Your task:
What you return must match the records exactly.

Task data:

☆ ☆ ☆ ☆

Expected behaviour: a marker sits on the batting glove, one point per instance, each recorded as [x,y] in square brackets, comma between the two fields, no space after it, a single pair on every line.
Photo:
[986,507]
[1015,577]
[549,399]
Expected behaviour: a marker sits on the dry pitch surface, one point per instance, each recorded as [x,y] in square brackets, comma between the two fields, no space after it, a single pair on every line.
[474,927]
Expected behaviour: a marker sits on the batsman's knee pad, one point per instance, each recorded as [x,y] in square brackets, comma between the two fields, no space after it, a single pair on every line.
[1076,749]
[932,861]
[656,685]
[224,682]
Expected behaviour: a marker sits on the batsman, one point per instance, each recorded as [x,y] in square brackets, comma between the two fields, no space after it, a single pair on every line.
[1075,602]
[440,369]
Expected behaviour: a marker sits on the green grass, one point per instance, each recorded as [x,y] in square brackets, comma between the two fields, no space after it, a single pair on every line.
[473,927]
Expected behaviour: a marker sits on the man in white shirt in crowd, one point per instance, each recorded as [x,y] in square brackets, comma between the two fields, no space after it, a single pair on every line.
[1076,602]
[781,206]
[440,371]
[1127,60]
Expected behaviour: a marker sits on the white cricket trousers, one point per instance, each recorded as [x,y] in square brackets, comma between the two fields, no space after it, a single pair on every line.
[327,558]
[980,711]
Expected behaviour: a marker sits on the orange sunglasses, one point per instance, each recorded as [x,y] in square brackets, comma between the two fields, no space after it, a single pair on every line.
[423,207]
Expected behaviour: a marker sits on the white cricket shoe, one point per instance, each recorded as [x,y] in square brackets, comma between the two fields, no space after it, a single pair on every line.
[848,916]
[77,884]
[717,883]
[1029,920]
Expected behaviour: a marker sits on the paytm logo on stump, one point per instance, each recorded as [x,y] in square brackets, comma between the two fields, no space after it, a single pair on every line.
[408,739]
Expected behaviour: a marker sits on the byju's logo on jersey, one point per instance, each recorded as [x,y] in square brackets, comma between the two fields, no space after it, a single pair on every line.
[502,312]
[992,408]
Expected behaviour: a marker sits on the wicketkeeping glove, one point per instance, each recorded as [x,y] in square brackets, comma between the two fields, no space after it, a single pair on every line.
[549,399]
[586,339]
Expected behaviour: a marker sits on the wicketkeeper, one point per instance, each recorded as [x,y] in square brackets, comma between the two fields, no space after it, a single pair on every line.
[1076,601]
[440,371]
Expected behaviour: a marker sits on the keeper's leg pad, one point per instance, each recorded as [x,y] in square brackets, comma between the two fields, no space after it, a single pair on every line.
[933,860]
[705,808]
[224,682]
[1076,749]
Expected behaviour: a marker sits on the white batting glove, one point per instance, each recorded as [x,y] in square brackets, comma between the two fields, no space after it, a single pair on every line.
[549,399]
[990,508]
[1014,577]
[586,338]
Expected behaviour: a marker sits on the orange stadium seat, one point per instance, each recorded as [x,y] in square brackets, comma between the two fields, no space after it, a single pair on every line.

☆ ☆ ☆ ☆

Problem solution:
Expected behaviour: a marker sits on the batting glove, one point per instance, each recorded as [x,y] in square brackets, comma between the two fields, no space after it, a single pair on every line.
Photo:
[986,507]
[1015,577]
[549,399]
Expected behaviour: a marker sits on the dry pitch surface, one point per instance, each recorded as [x,y] in square brackets, comma between the two fields, no space after it, a single pair on every line.
[474,927]
Expected behaviour: a marker sits on the batsman's knee pad, one point per instance, each recorded as [x,y] in square brackets, comma between the two fields, no space after it, a single pair on every line.
[1076,749]
[932,861]
[656,685]
[224,682]
Expected behaviour: a marker sits on the batsman, one point per instance, each recorded as [x,y] in square brackets, comma between the two fields, no space after it, a single pair on every line.
[1075,602]
[440,369]
Expected behaviour: a marker sits on the green grass, one point per instance, each recorded as [x,y] in square brackets, comma between the two fields, no space after it, a single pair on every line.
[473,927]
Expected behaviour: a marker sits on the man in white shirt in crowd, one point per instance, each recorded as [x,y] in square brackets, comma between the two fields, no space after it, a single pair on every line.
[1076,602]
[781,206]
[440,371]
[1127,60]
Expected behaviour: a marker sits on the white cricket trousers, one point per instance, each recorded as [x,y] in square brackets, comma between the two fields, no space after it, a single pair on every line.
[327,558]
[980,711]
Expected behaviour: a marker sits on the orange sunglasses, one point per instance, each recorded as [x,y] in square brackets, comma between the two fields, no space after it, a single pair on every line.
[423,207]
Expected behaviour: a marker sits on the white cricket shoe, one point per instance, each recorded as [x,y] in square brackets, comma between the two fields, no space after it, a single pair on every line.
[848,916]
[77,884]
[717,883]
[1029,920]
Expected behaviour: a marker sits on the paytm logo on stump, one point per instance, each recorded as [x,y] in square brackets, comma between the two fields, no space after it, a single pair on every line.
[408,739]
Expected behaviour: a marker sits on the byju's logo on jersey, one point per instance, each recorded as [x,y] in square brackets, comma between the two fields, no space after it, a single pair on every line.
[502,312]
[992,408]
Expected behaviour: a marker sits on the wicketkeeping glove, one point per instance, each recorded as [x,y] in square brackets, comma between the two fields, no space after it, a single pair on every line.
[549,399]
[586,339]
Expected behaviour: a marker sits on the wicketkeeper, one point per instance, each recorded as [x,y] in square brackets, comma between the two fields, no space after it, a single pair on every line.
[1076,601]
[440,371]
Expected behaviour: a marker sits on the keeper's leg pad, one point per instance, each recorded as [x,y] in square brackets, comma between the two fields, no space after it, a single pair on every line.
[933,860]
[705,808]
[224,682]
[1076,749]
Expected behaviour: a marker sits on the white batting glove, one point per instance, each recorded as [x,y] in square brackets, comma between the two fields, no space after it, a single pair on every line.
[549,399]
[990,508]
[1014,577]
[586,338]
Expected behaviour: a marker sits on the orange stadium seat, one point per instance, each recorded as [x,y] in square brackets, comma between the two fields, no space after it, a single pair on every line.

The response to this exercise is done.